'''

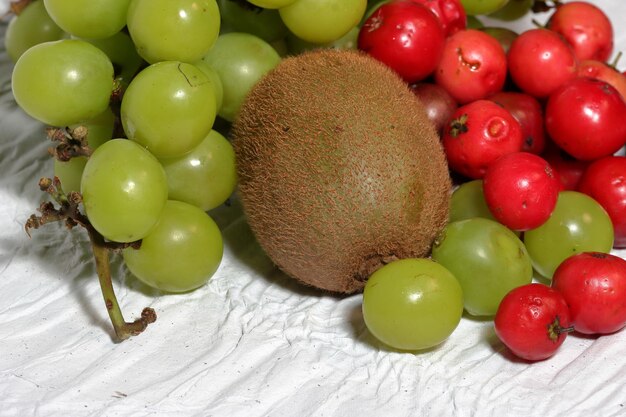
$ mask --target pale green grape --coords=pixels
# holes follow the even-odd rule
[[[115,68],[115,77],[128,84],[135,76],[143,60],[135,49],[135,44],[124,32],[104,39],[85,39],[107,54]]]
[[[298,0],[279,9],[279,13],[298,38],[311,43],[328,43],[357,26],[366,8],[366,0]]]
[[[304,51],[317,48],[335,48],[335,49],[356,49],[357,39],[359,37],[359,28],[354,27],[341,38],[329,43],[316,44],[304,41],[293,34],[287,36],[288,52],[292,55],[298,55]]]
[[[220,76],[224,87],[222,118],[233,121],[248,91],[280,62],[280,56],[263,39],[248,33],[226,33],[202,58]]]
[[[222,26],[220,33],[245,32],[266,42],[274,42],[289,33],[277,10],[260,9],[237,0],[219,0]]]
[[[115,115],[110,109],[106,109],[101,115],[88,120],[80,125],[72,125],[70,129],[83,127],[87,130],[87,145],[91,150],[96,150],[104,142],[113,137]],[[61,180],[61,186],[66,193],[80,191],[80,179],[87,163],[84,156],[74,157],[69,161],[54,160],[54,175]]]
[[[222,235],[201,209],[179,201],[165,204],[139,249],[122,252],[126,266],[144,283],[169,292],[204,285],[222,260]]]
[[[65,32],[48,15],[42,1],[30,3],[22,13],[13,16],[4,35],[4,46],[13,62],[30,47],[58,41]]]
[[[220,12],[215,0],[131,0],[128,31],[149,63],[199,61],[217,39]]]
[[[54,175],[61,181],[65,193],[80,192],[80,181],[86,164],[86,156],[76,156],[69,161],[54,160]]]
[[[128,86],[122,99],[122,125],[129,139],[155,156],[180,156],[211,131],[215,104],[213,83],[196,66],[158,62]]]
[[[503,8],[509,0],[461,0],[468,16],[493,13]]]
[[[482,217],[496,221],[483,193],[483,181],[473,180],[461,184],[450,199],[450,222],[457,220],[471,219],[472,217]]]
[[[130,0],[43,0],[50,17],[79,38],[108,38],[126,26]]]
[[[428,259],[402,259],[374,272],[363,291],[363,319],[381,342],[421,350],[446,340],[463,314],[454,275]]]
[[[222,79],[217,71],[215,71],[213,67],[205,61],[200,60],[194,65],[198,67],[213,84],[213,92],[215,93],[215,112],[219,112],[222,108],[222,102],[224,101],[224,86],[222,85]]]
[[[489,17],[499,20],[513,21],[530,12],[534,0],[509,0],[501,9],[491,13]]]
[[[30,116],[52,126],[89,120],[106,110],[113,65],[104,52],[75,39],[35,45],[13,69],[13,95]]]
[[[296,0],[248,0],[255,6],[263,7],[265,9],[280,9],[281,7],[289,6]]]
[[[480,217],[448,224],[435,240],[432,258],[459,280],[465,310],[474,316],[495,315],[502,298],[533,277],[519,238],[500,223]]]
[[[167,175],[170,200],[208,211],[224,203],[235,190],[235,152],[215,130],[188,154],[160,161]]]
[[[613,237],[611,218],[598,202],[562,191],[548,221],[524,232],[524,243],[535,270],[551,279],[559,264],[576,253],[610,252]]]
[[[159,161],[137,143],[113,139],[89,158],[81,179],[85,212],[106,239],[133,242],[159,220],[167,179]]]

'''

Leave the pictures out and output all of the data verbatim.

$ mask --target pale green grape --coords=pixels
# holes follow the even-odd rule
[[[115,68],[115,77],[128,84],[135,76],[143,60],[135,49],[135,44],[124,32],[104,39],[85,39],[107,54]]]
[[[298,0],[279,9],[279,13],[298,38],[311,43],[328,43],[357,26],[366,8],[366,0]]]
[[[304,51],[317,48],[335,48],[335,49],[356,49],[357,39],[359,37],[359,28],[354,27],[341,38],[329,43],[316,44],[304,41],[293,34],[287,36],[288,52],[292,55],[298,55]]]
[[[220,76],[224,87],[222,118],[233,121],[248,91],[280,62],[280,56],[263,39],[248,33],[226,33],[202,58]]]
[[[222,26],[220,33],[245,32],[266,42],[274,42],[289,33],[277,10],[260,9],[237,0],[219,0]]]
[[[115,115],[110,109],[106,109],[101,115],[88,120],[80,125],[72,125],[70,129],[83,127],[87,130],[87,145],[91,150],[96,150],[104,142],[113,137]],[[61,180],[61,186],[66,193],[80,191],[80,179],[87,163],[84,156],[74,157],[69,161],[54,160],[54,175]]]
[[[222,235],[201,209],[179,201],[165,204],[139,249],[122,252],[126,266],[144,283],[169,292],[204,285],[222,260]]]
[[[65,32],[48,15],[42,1],[30,3],[22,13],[13,16],[4,35],[4,46],[13,62],[30,47],[58,41]]]
[[[220,12],[215,0],[131,0],[128,31],[149,63],[199,61],[217,39]]]
[[[54,175],[61,181],[65,193],[80,192],[80,181],[86,164],[86,156],[76,156],[69,161],[54,160]]]
[[[128,86],[122,99],[122,125],[129,139],[155,156],[180,156],[211,131],[215,104],[213,83],[196,66],[158,62]]]
[[[503,8],[509,0],[461,0],[468,16],[493,13]]]
[[[482,217],[496,221],[483,193],[483,181],[473,180],[461,184],[450,199],[450,222],[457,220],[471,219],[472,217]]]
[[[130,0],[43,0],[50,17],[79,38],[108,38],[126,26]]]
[[[428,259],[402,259],[374,272],[363,291],[363,319],[381,342],[421,350],[446,340],[463,314],[454,275]]]
[[[222,79],[217,71],[215,71],[213,67],[205,61],[200,60],[194,65],[198,67],[213,84],[213,92],[215,93],[215,112],[219,112],[222,108],[222,102],[224,101],[224,86],[222,85]]]
[[[489,17],[499,20],[513,21],[530,12],[534,0],[509,0],[501,9],[491,13]]]
[[[30,116],[52,126],[89,120],[106,110],[113,65],[104,52],[75,39],[35,45],[13,69],[13,95]]]
[[[296,0],[248,0],[255,6],[263,7],[265,9],[280,9],[281,7],[289,6]]]
[[[480,217],[448,224],[435,240],[432,258],[459,280],[465,310],[474,316],[495,315],[502,298],[533,277],[519,238],[500,223]]]
[[[167,175],[170,200],[208,211],[224,203],[235,190],[235,152],[215,130],[188,154],[160,161]]]
[[[613,237],[611,218],[598,202],[562,191],[548,221],[524,232],[524,243],[535,270],[551,279],[559,264],[576,253],[610,252]]]
[[[159,161],[137,143],[113,139],[89,158],[81,179],[85,212],[106,239],[133,242],[159,220],[167,179]]]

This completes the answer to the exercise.